SHORT EXERCISE:
Below are records; extract exactly the lines from the one containing "of the young" through the last, both included, and keep the pictures out.

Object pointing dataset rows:
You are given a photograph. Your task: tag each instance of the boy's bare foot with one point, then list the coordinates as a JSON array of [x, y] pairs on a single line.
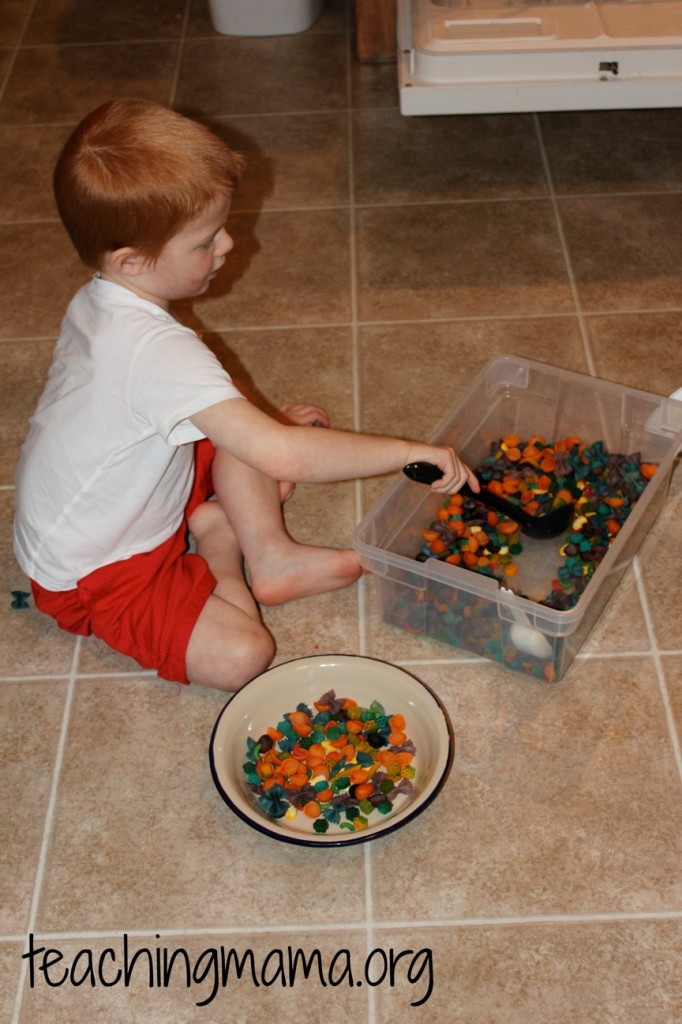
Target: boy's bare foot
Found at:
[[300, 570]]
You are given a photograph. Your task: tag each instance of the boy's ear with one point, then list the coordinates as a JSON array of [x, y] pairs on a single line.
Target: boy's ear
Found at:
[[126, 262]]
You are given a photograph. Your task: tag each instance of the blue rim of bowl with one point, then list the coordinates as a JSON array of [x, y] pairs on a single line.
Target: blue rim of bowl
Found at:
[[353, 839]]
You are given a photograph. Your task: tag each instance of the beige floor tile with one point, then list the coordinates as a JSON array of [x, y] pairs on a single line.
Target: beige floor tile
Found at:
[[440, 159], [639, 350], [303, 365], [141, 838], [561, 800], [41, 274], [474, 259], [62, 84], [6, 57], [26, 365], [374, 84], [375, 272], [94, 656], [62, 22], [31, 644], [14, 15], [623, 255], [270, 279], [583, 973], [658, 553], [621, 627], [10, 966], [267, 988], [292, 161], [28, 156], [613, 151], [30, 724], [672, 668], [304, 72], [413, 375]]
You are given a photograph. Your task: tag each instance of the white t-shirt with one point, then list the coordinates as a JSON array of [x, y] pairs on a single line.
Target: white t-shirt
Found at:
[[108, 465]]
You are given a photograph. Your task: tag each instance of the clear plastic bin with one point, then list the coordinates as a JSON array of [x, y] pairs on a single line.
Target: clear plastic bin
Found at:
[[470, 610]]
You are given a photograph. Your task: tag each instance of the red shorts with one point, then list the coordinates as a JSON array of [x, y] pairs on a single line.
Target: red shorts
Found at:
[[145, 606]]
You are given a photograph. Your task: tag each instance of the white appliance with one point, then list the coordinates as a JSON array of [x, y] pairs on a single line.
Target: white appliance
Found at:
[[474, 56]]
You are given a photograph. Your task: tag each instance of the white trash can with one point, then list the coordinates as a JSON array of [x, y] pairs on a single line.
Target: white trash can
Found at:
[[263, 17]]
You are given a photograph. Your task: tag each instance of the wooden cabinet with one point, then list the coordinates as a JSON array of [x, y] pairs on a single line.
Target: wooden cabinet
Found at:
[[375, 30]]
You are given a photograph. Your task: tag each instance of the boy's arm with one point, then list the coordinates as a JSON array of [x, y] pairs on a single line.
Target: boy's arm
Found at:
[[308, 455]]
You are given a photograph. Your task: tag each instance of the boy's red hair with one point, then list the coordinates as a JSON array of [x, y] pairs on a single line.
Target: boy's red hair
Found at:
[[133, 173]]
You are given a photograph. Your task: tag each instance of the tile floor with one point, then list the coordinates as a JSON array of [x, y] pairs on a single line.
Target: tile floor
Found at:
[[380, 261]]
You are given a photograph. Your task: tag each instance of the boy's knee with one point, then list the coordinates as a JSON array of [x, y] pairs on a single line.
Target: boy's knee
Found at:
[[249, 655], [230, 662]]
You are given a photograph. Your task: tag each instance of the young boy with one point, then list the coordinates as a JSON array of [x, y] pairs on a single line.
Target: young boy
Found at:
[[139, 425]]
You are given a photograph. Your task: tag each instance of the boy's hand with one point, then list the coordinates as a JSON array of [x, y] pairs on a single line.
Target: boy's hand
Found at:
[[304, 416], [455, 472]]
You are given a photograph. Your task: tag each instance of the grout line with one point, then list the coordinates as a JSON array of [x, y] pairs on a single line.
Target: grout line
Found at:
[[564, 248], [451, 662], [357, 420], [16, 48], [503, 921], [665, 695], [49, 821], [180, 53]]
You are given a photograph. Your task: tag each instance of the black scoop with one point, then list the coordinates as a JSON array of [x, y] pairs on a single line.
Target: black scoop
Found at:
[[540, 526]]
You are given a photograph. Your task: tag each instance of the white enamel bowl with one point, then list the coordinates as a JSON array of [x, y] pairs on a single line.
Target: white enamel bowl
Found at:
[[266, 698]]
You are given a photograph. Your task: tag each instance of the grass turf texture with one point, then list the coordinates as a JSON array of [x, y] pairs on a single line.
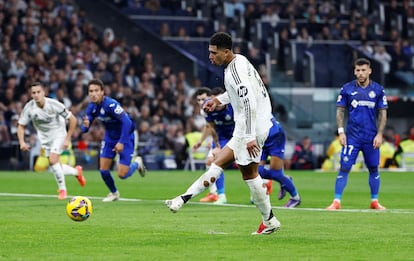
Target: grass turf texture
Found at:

OUTPUT OF THE TASK:
You are given a photograph. Your task: tag each instance of the young boy with one point, then list the coordinates as a JSON array of [x, y] pairs on a single line.
Target: young boy
Found at:
[[139, 425]]
You are given a photograph. Your task: tag each instance of the boy's hand with one point, then list the coordinates as a JSON array of [x, y] pairs on a single line.
Target: boy's hand
Found at:
[[304, 416], [455, 472]]
You are given a photograph. Your task: tag each instance of the grout line with one point, then list the coordinates as a JSON array of [x, y] pairs on a single line.
Target: grout line
Found at:
[[564, 248], [451, 662], [357, 420], [16, 48], [503, 921], [665, 695], [49, 821], [180, 53]]
You are given a photograph. Your task: tag each instance of the black scoop with one point, then list the coordinates as a JSON array of [x, y] pairs on a single line.
Target: black scoop
Found at:
[[540, 526]]
You are given a photograph. Your task: tag each instance of the white enamel bowl with one point, then list the coordinates as a JSON array of [x, y] pairs on a single line.
Target: white enamel bowl
Found at:
[[266, 698]]
You are given a photograph. Your task: tag each instance of the grass turf texture with one point, then list the coordinates as a JSON array of [x, y] pairs on a single line.
Target: grass turf texture
Found at:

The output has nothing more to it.